Page extract:
------------------------------------------------------------------------

Disclaimer: The information provided in this website is for general education purposes only and is specific to California. It is not intended to be legal advice and WEAVE makes no warranty, express or implied, as to its accuracy or applicability to a specific legal matter. No attorney-client relationship is created as a result of WEAVE providing this general information. If you have questions about your specific case, please contact an attorney.
If you do not see your question below, please contact the Legal Line at (916) 319-4944 or WEAVE’s 24-Hour Support and Information Line.
Can I violate a restraining order protecting me? If I contact my abuser will my restraining order be void?
No, you are the protected party and your actions are not restrained. Unless you have been served with restraining order papers that protect someone else and list you as the defendant, there are no orders limiting your activities. Contacting your abuser will not void your restraining order. However, it is very important to talk with a legal expert before contacting your abuser unless it is to exchange your minor children for court ordered visitation. The court granted your restraining order because the judge believed you were in danger and that you fear your abuser. If you contact your abuser for reasons other than custody exchanges or any other exceptions specifically stated in your restraining order, this could put you in danger again. It also may give your abuser the ability to go back to court and tell the judge the restraining order should be changed or taken away because you are not actually afraid of your abuser.

------------------------------------------------------------------------

Supplied material:
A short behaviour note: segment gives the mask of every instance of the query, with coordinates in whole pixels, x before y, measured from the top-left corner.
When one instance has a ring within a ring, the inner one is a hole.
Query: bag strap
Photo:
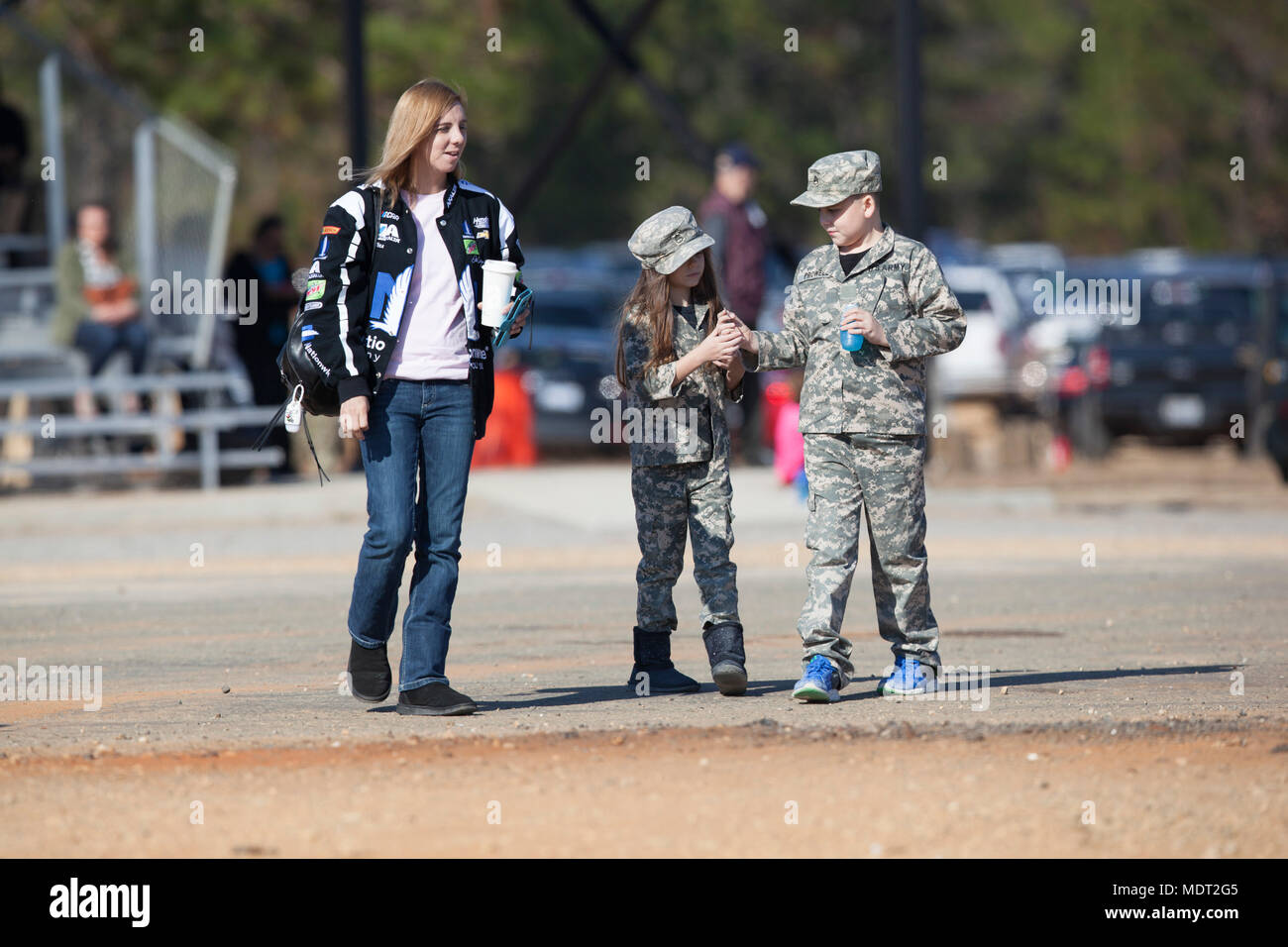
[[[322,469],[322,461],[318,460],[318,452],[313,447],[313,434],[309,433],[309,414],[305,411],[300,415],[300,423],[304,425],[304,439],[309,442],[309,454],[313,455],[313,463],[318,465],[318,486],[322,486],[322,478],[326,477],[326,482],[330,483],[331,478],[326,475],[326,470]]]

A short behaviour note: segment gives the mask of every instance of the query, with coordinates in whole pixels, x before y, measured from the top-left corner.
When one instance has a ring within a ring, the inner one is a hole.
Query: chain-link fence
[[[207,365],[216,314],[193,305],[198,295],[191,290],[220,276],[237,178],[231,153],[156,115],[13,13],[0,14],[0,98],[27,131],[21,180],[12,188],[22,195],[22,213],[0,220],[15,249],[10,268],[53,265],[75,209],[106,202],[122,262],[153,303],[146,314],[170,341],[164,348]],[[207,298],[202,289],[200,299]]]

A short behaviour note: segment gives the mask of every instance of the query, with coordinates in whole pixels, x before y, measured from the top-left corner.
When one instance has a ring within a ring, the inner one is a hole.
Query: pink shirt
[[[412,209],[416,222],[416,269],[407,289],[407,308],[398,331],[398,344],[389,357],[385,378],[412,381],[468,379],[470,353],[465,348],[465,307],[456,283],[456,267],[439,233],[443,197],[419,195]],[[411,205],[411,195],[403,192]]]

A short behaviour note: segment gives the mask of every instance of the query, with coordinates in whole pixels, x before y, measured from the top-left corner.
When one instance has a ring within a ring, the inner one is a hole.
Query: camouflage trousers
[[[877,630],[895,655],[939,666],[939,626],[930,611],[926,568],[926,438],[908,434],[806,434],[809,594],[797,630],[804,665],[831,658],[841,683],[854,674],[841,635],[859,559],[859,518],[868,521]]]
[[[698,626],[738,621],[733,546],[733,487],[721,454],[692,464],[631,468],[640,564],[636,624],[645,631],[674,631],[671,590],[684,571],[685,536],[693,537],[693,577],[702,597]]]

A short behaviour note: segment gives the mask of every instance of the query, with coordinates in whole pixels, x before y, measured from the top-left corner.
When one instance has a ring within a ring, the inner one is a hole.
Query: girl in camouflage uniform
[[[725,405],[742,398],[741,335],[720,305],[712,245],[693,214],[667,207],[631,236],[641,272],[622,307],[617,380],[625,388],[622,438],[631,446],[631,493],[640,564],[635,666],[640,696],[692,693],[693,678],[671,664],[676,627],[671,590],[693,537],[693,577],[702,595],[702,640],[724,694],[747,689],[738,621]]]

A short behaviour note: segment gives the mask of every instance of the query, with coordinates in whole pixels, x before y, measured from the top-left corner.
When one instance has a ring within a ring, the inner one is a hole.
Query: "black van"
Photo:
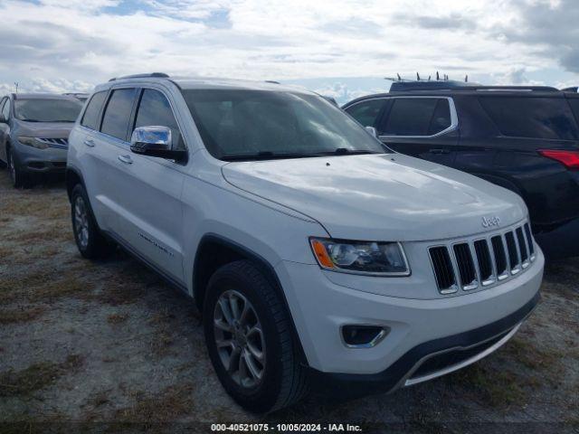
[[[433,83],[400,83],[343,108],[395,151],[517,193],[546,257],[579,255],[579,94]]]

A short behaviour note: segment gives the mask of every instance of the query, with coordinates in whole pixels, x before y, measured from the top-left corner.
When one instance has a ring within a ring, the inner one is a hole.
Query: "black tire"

------------------------------------------------------------------------

Actions to take:
(A) Copy the restraining order FAQ word for word, everything from "If you do not" down to "order be void?".
(B) Carry on writing the restraining order FAQ, starting after its last sentence.

Responses for each task:
(A)
If you do not see your question below, please contact the Legal Line at (916) 319-4944 or WEAVE’s 24-Hour Support and Information Line.
Can I violate a restraining order protecting me? If I contact my abuser will my restraining order be void?

(B)
Will the restraining order interfere with my abuser getting or keeping a job or renting an apartment/house? Will it affect their credit report?
Most likely, no. A Domestic Violence Restraining Order is a civil protection order. It is not a crime to have a restraining order issued against you and most employers cannot fire an employee because they have a restraining order against them. The restraining order does prevent your abuser from possesses or owning a firearm or ammunition. The restraining order will affect their employment if the job they have or want requires them to have a firearm. The restraining order will not affect their ability to rent an apartment/house unless that apartment/house is within 100 yards of your home and your restraining order contains stay away orders requiring your abuser to stay at least 100 yards away from you and your home. The restraining order will not affect your abuser’s credit rating or credit report.
Can my abuser talk to the judge before the hearing and without my being present?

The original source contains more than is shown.